→ Extracted text:
════════════════

This Agreement and any amendments, waivers, consents, or
supplements hereto may be executed in counterparts, each of
which when so executed and delivered shall be deemed an
original, but all such counterparts together shall
constitute but one and the same instrument.  This Agreement
shall become effective against the Borrower, each Lender,
each Issuing Bank and the Administrative Agent on the
Closing Date.  This Agreement and each of the other Loan
Documents shall be construed to the extent reasonable to be
consistent one with the other, but to the extent that the
terms and conditions of this Agreement are actually
inconsistent with the terms and conditions of any other Loan
Document, this Agreement shall govern.

     15.19.  Limitation on Agreements.  All agreements
between the Borrower, the Administrative Agent, each Lender
and each Issuing Bank in the Loan Documents are hereby
expressly limited so that in no event shall any of the Loans
or other amounts payable by the Borrower under any of the
Loan Documents be directly or indirectly secured (within the
meaning of Regulation U) by Margin Stock.

     15.20.  Confidentiality.  Subject to Section 15.01(f),
the Lenders and the Issuing Banks shall hold all nonpublic
information obtained pursuant to the requirements of this
Agreement and identified as such by the Borrower in
accordance with such Lender's or such Issuing Bank's cus-
tomary procedures for handling confidential information of
this nature and in accordance with safe and sound banking
practices and in any event may make disclosure reasonably
required by a bona fide offeree, transferee or participant
in connection with the contemplated transfer or
participation or as required or requested by any
Governmental Authority or representative thereof or pursuant
to legal process and shall require any such offeree,
transferee or participant to agree (and require any of its
offerees, transferees or participants to agree) to comply
with this Section 15.20.  In no event shall any Lender or
any Issuing Bank be obligated or required to return any
materials furnished by the Borrower; provided, however, each
offeree shall be required to agree that if it does not
become a transferee or participant it shall return all
materials furnished to it by the Borrower in connection with
this Agreement.  Any and all confidentiality agreements
entered into between any Lender or any Issuing Bank and the
Borrower shall survive the execution of this Agreement.

════════════════

→ Data:

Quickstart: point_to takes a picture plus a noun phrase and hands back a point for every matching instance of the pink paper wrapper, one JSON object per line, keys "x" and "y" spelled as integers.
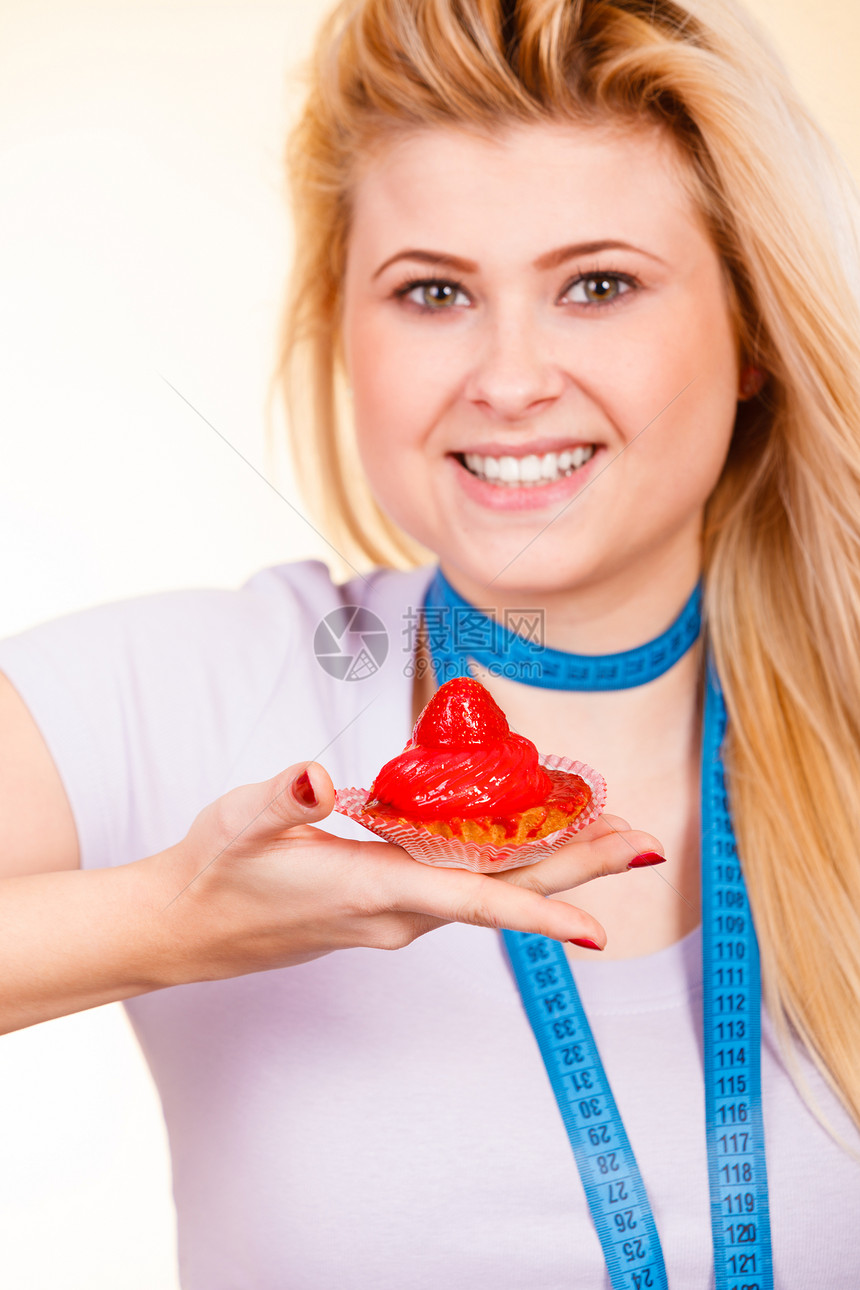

════════════════

→ What you will do:
(a) How would you render this sentence from the loan agreement text in Spanish: "This Agreement shall become effective against the Borrower, each Lender, each Issuing Bank and the Administrative Agent on the Closing Date."
(b) Can you copy the loan agreement text word for word, starting with "This Agreement and any" and going on through "Agreement shall govern."?

→ Outputs:
(a) El presente Contrato entrará en vigor frente al Prestatario, cada Prestamista, cada Banco Emisor y el Agente Administrativo en la Fecha de Cierre.

(b)
This Agreement and any amendments, waivers, consents, or
supplements hereto may be executed in counterparts, each of
which when so executed and delivered shall be deemed an
original, but all such counterparts together shall
constitute but one and the same instrument.  This Agreement
shall become effective against the Borrower, each Lender,
each Issuing Bank and the Administrative Agent on the
Closing Date.  This Agreement and each of the other Loan
Documents shall be construed to the extent reasonable to be
consistent one with the other, but to the extent that the
terms and conditions of this Agreement are actually
inconsistent with the terms and conditions of any other Loan
Document, this Agreement shall govern.